In this chapter, we propose another class of processes for modeling the GOP. For this class one can easily establish whether the processes allow for a risk-neutral measure or not. An argument due to Sin, see Sin (1998), allows us to determine if a particular model for the GOP admits a risk-neutral measure by studying the boundary behavior of a one-dimensional diffusion. The boundary behavior of one-dimensional diffusions is well understood, we refer the reader e.g. to our Chap. 16. As demonstrated in Chap. 16, in particular in Table 16.2.1, it simply amounts to confirming if certain integrals explode or not. Hence for the class of processes studied in this chapter, we present simple tools that allow us to answer the crucial question whether a particular local martingale is a martingale or a strict local martingale.

..............................

Aim:
Can you reproduce the GOP modeling text in full, word for word? Rely only on the GOP modeling text when working through this.

(Dataset rows on where objects appear)
..............................

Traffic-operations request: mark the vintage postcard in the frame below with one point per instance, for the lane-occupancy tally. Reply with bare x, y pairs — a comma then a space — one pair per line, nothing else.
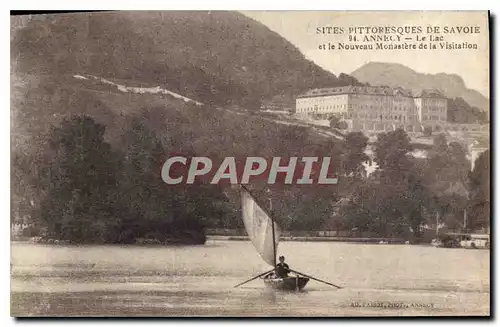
261, 163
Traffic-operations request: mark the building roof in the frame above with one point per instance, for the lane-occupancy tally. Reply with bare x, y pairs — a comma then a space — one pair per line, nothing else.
430, 93
373, 90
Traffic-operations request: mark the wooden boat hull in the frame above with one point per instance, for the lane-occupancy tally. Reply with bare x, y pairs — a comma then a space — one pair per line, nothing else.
288, 283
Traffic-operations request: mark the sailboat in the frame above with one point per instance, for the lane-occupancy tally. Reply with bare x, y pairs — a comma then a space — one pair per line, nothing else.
264, 233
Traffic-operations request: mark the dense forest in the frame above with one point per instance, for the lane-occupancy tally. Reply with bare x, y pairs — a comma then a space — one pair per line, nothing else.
213, 57
86, 159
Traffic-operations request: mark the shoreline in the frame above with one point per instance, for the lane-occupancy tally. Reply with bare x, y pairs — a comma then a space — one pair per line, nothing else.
316, 239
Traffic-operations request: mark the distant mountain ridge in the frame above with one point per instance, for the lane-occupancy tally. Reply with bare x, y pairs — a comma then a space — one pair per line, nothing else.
212, 57
393, 75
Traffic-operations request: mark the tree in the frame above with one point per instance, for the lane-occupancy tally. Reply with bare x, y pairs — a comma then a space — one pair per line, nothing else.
79, 181
354, 147
391, 153
427, 131
479, 182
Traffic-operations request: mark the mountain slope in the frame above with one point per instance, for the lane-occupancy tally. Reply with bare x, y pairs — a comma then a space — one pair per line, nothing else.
391, 74
218, 57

..............................

The answer:
In this chapter, we propose another class of processes for modeling the GOP. For this class one can easily establish whether the processes allow for a risk-neutral measure or not. An argument due to Sin, see Sin (1998), allows us to determine if a particular model for the GOP admits a risk-neutral measure by studying the boundary behavior of a one-dimensional diffusion. The boundary behavior of one-dimensional diffusions is well understood, we refer the reader e.g. to our Chap. 16. As demonstrated in Chap. 16, in particular in Table 16.2.1, it simply amounts to confirming if certain integrals explode or not. Hence for the class of processes studied in this chapter, we present simple tools that allow us to answer the crucial question whether a particular local martingale is a martingale or a strict local martingale.